> **Provided passage**:
=====

Peter Kemmer/Flickr Creative Commons
A survey of Medi-Cal enrollees finds that a majority of those who receive the insurance are satisfied — except when it comes to access to medical specialists.
A survey of Medi-Cal enrollees finds that a majority of the 7.5 million Californians who receive the state-sponsored health insurance are generally satisfied with the care they get — except when it comes to access to medical specialists.
The survey of nearly 1,100 Medi-Cal enrollees under age 65 found that while 90 percent hold a positive view of California’s Medicaid program and about 70 percent say they’re satisfied with their overall care, significant access problems exist among those in fair or poor health.
The study by the California Healthcare Foundation found that 1 in 3 patients who need a specialist say it’s challenging to find one who will accept Medi-Cal.
Among those in fair or poor health, those stats are worse, with nearly half reporting it tough to find a willing specialist.

=====

> **Information shown**:
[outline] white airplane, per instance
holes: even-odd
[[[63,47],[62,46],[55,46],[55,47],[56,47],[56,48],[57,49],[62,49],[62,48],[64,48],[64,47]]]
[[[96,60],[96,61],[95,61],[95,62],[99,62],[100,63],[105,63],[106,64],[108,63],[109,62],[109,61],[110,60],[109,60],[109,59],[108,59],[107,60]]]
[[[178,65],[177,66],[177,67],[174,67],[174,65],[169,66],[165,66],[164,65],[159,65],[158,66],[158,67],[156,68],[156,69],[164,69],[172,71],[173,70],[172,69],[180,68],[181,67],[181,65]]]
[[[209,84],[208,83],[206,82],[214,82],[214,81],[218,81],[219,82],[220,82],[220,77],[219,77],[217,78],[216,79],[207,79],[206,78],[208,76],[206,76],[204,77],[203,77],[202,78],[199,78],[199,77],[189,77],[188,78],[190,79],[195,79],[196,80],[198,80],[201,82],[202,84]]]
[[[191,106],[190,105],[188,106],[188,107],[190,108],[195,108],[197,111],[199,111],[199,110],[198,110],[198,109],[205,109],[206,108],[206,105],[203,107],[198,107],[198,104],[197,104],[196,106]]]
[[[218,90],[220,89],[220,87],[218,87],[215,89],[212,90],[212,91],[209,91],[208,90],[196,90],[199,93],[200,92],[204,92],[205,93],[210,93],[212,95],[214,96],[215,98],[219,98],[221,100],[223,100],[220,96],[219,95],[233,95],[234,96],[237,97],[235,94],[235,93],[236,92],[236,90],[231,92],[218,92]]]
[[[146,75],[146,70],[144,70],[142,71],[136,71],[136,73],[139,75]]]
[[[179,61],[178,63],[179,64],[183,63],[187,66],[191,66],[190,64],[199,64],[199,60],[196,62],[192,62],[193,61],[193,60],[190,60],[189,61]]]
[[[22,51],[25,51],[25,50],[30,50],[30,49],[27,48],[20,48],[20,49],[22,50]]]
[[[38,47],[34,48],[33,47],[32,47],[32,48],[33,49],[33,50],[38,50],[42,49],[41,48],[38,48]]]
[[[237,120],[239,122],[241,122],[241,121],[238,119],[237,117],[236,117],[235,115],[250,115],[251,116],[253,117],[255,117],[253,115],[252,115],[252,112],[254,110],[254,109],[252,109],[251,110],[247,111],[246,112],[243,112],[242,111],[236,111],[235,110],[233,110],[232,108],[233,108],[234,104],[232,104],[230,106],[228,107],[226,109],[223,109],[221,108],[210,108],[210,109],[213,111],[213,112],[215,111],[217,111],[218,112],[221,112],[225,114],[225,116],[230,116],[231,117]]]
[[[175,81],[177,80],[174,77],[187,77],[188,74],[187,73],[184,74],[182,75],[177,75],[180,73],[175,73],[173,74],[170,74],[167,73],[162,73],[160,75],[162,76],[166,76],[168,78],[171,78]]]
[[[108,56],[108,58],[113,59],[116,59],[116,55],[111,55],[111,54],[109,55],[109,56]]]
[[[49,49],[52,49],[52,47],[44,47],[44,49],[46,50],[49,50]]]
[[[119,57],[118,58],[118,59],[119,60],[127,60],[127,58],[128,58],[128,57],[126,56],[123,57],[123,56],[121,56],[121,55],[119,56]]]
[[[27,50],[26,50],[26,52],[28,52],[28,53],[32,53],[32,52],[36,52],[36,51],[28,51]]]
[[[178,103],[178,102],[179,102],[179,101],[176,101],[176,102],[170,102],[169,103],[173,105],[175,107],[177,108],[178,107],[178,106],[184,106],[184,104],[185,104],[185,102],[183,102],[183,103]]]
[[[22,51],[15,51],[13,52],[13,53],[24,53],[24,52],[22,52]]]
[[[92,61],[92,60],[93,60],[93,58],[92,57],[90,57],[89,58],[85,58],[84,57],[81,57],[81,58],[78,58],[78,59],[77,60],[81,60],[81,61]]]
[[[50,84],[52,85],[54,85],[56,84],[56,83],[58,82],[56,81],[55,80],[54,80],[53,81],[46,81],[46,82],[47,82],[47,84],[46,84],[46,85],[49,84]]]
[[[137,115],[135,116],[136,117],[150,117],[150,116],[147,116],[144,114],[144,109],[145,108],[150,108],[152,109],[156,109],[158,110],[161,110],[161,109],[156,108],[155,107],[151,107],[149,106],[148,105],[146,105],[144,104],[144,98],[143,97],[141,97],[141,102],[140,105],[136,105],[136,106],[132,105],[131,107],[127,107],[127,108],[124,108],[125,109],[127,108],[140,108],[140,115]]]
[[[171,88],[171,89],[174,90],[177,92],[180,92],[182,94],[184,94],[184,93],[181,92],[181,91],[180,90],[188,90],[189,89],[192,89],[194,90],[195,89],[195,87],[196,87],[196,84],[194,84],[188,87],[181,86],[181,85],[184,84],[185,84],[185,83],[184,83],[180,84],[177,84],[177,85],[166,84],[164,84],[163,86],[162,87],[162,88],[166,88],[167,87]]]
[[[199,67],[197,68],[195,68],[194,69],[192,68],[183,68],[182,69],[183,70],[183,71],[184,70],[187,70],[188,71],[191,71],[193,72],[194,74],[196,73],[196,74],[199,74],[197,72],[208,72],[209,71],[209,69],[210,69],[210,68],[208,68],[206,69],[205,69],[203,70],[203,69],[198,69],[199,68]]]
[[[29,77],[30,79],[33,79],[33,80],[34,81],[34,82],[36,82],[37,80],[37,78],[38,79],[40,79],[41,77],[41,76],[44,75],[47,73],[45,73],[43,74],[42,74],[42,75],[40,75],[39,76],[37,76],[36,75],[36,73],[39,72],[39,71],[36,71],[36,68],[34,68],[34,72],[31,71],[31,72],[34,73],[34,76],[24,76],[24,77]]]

=====

> **Task requirements**: Transcribe the Medi-Cal survey article above from "The study by" up to and including "will accept Medi-Cal.".

> **Response box**:
The study by the California Healthcare Foundation found that 1 in 3 patients who need a specialist say it’s challenging to find one who will accept Medi-Cal.